* **Written exercise**: Can you lay out the stretch of the entries from the line containing "Target: grass field" through the end of the entries as a Markdown table, with columns named No. and Line, giving each line's row number and the line itself and leaving out blank lines?

* **Records for processing**:
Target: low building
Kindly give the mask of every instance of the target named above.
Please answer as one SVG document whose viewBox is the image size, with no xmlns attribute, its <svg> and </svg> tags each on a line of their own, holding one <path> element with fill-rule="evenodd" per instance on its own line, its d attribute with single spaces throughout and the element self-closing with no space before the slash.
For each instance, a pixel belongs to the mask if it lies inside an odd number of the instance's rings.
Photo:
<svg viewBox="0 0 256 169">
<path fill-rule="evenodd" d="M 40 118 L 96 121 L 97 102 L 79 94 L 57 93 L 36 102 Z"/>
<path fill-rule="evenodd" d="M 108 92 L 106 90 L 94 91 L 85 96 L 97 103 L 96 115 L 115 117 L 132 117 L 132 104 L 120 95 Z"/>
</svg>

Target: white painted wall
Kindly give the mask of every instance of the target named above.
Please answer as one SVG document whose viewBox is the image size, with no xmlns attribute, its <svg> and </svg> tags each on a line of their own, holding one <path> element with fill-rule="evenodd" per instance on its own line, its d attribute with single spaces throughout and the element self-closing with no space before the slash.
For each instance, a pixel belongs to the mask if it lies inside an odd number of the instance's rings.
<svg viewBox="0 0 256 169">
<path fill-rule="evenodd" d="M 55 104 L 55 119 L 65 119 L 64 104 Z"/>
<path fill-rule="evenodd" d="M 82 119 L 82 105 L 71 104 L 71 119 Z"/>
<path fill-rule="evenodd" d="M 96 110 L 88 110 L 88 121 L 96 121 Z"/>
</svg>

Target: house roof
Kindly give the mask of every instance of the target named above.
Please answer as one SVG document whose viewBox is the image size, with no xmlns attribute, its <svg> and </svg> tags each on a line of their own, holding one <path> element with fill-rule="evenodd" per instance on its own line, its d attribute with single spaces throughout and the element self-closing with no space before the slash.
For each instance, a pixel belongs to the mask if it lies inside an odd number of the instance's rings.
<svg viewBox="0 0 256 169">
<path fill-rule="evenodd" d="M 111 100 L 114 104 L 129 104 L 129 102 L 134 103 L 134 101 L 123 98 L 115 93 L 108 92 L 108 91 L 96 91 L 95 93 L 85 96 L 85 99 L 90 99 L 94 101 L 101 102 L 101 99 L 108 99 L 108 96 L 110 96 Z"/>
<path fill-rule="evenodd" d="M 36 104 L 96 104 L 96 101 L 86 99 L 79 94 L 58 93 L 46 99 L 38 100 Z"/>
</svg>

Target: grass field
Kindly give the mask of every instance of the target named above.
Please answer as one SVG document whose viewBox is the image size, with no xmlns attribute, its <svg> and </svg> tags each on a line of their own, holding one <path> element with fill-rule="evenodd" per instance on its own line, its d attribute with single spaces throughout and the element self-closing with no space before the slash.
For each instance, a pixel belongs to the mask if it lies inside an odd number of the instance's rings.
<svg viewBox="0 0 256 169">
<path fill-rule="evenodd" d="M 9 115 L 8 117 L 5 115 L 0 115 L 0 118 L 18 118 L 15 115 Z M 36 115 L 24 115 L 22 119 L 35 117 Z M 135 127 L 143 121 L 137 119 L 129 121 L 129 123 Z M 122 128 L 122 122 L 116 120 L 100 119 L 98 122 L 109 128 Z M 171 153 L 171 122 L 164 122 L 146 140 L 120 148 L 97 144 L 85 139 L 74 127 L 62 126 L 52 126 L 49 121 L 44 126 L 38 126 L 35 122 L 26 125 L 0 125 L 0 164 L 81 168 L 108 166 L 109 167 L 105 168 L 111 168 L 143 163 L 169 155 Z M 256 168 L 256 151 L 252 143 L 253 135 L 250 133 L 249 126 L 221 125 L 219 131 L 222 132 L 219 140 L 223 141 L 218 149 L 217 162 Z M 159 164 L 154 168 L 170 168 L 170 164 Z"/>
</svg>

* **Solution**:
| No. | Line |
|---|---|
| 1 | Target: grass field |
| 2 | Kindly give the mask of every instance of the target named above. |
| 3 | Please answer as one SVG document whose viewBox is the image size, with no xmlns attribute, its <svg> and </svg> tags each on a line of their own, holding one <path> element with fill-rule="evenodd" per instance on its own line, its d attribute with single spaces throughout and the element self-closing with no space before the slash. |
| 4 | For each instance, a pixel belongs to the mask if it lies inside an odd number of the instance's rings. |
| 5 | <svg viewBox="0 0 256 169"> |
| 6 | <path fill-rule="evenodd" d="M 9 115 L 8 117 L 5 115 L 0 115 L 0 118 L 18 118 L 15 115 Z M 36 115 L 24 115 L 22 119 L 35 117 Z M 135 127 L 143 121 L 137 119 L 129 121 L 129 123 Z M 122 128 L 122 122 L 116 120 L 100 119 L 98 122 L 109 128 Z M 171 153 L 171 122 L 164 122 L 146 140 L 120 148 L 97 144 L 85 139 L 74 127 L 62 126 L 52 126 L 49 121 L 44 126 L 38 126 L 35 122 L 26 125 L 0 125 L 0 164 L 81 168 L 108 166 L 109 167 L 105 168 L 111 168 L 143 163 L 169 155 Z M 256 168 L 256 151 L 252 143 L 253 135 L 250 133 L 249 126 L 221 125 L 219 131 L 222 132 L 219 140 L 223 141 L 218 149 L 217 162 Z M 159 164 L 154 168 L 170 168 L 170 164 Z"/> |
| 7 | </svg> |